» SOURCE:
━━━━━━━━━━━━━━━━━━━━
With the popularization of TYPE-C architecture proposed by the USB (Universal Serial Bus) alliance, charging compatibility between mobile terminals of various manufacturers and different TYPEs of mobile devices is standardized. However, after the charging path structure is normalized, the GND voltage difference still exists, which does not disappear with the specification of the charging path. The GND voltage difference is a difference between the adapter ground level (i.e., the level of the ground plane) and the ground level of the device to be charged, and varies with changes in the GND impedance and the charging current value. The device to be charged can be any type of device requiring charging, such as various electronic devices. For convenience of explanation, the following explanation will be made taking a mobile terminal as an example of a device to be charged.

When the mobile terminal communicates with the adapter, the transmitting side determines the voltage value of the communication signal according to the voltage value of its own ground level, and the receiving side processes the communication signal based on the voltage value of its own ground level when recognizing the communication signal. When the GND voltage difference is too large, the receiver may be misjudged.
━━━━━━━━━━━━━━━━━━━━
Stored entries

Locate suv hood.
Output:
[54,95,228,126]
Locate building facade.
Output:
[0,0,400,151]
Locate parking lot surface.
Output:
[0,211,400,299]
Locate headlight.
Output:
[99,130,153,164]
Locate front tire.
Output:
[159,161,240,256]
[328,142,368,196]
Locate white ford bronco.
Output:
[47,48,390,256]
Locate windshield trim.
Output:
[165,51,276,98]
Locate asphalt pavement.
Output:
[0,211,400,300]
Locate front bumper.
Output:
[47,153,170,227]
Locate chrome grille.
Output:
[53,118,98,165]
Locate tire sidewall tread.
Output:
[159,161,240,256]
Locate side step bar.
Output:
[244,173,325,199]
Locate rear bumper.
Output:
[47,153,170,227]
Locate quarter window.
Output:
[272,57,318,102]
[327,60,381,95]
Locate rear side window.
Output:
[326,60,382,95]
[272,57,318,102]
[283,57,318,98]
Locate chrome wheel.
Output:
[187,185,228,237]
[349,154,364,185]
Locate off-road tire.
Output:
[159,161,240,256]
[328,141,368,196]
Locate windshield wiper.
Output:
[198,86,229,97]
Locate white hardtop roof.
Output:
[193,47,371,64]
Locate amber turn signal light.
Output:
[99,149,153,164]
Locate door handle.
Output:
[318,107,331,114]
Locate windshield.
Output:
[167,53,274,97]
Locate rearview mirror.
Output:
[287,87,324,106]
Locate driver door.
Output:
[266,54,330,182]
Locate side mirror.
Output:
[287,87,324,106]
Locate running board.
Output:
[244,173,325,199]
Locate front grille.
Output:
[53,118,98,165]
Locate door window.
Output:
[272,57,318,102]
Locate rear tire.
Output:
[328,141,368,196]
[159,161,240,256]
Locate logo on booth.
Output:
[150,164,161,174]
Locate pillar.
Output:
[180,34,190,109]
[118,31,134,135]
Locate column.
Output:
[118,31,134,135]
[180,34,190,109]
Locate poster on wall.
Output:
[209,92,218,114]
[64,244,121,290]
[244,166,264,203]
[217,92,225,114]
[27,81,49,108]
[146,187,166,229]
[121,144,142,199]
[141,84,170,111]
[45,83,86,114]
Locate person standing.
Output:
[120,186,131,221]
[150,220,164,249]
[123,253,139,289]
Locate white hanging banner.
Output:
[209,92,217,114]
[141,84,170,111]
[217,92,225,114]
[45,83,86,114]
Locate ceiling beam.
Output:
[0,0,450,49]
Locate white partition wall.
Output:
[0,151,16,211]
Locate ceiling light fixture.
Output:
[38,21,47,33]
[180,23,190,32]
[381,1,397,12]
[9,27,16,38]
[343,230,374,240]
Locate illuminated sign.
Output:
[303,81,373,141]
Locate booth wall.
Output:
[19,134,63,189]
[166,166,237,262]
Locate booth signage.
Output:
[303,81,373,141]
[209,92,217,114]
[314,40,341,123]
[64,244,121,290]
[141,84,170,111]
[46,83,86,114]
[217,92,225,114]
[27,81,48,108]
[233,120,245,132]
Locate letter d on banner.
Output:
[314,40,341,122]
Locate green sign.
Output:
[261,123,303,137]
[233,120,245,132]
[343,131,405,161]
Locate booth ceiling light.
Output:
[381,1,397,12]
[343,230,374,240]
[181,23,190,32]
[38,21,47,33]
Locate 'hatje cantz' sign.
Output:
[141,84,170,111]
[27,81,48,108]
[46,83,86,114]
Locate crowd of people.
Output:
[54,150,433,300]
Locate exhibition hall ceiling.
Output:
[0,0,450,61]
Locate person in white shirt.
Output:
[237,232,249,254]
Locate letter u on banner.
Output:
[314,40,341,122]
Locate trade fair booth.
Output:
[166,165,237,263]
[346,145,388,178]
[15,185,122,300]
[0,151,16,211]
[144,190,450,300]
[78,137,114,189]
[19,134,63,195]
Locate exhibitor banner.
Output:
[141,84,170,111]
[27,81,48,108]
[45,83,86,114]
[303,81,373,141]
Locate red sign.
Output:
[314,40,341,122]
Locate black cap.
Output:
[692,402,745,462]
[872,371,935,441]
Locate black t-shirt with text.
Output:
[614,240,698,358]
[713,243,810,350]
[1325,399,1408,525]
━━━━━━━━━━━━━━━━━━━━
» OBJECTIVES:
**A.** From the passage on GND voltage difference in charging, list every distinct term written entirely in capital letters, counting a hyphenated term as one.
**B.** Answer these questions using the passage on GND voltage difference in charging:
(i) Which alliance proposed the TYPE-C architecture?
(ii) What two things does the GND voltage difference vary with?
(iii) What may happen when the GND voltage difference is too large?
**C.** Continue the passage on GND voltage difference in charging, starting right after its last sentence.

» THE RESULTS:
**A.** TYPE-C, USB, GND

**B.**
(i) The USB (Universal Serial Bus) alliance.
(ii) The GND impedance and the charging current value.
(iii) The receiver may be misjudged.

**C.**
For example, the mobile terminal ground level is 0V, the adapter ground level is 5V, and when the mobile terminal needs to transmit logic 1, a high level signal (e.g., 5V voltage signal) may be superimposed on the mobile terminal ground level 0V to generate a communication signal corresponding to logic 1, and the communication signal is transmitted to the adapter. When the adapter receives the communication signal, the adapter recognizes the communication signal by taking the self ground level 5V as a judgment standard. When a 5V communication signal is received, since the voltage difference between the communication signal and the adapter's own ground level is too small, the adapter easily recognizes the communication signal as a logic 0 instead of a logic 1, resulting in occurrence of erroneous determination.

Therefore, in a large-current charging scene, the GND voltage difference which increases with the increase of the charging current brings real influence on the charging communication signal level and the USB communication signal level. In order to overcome the foregoing problem, it is necessary to detect the GND impedance to determine the current GND voltage difference from the GND impedance and the current charging current value, so that the adaptor identifies the communication signal based on the current GND voltage difference, thereby reducing the influence of the large current charging on the communication logic level.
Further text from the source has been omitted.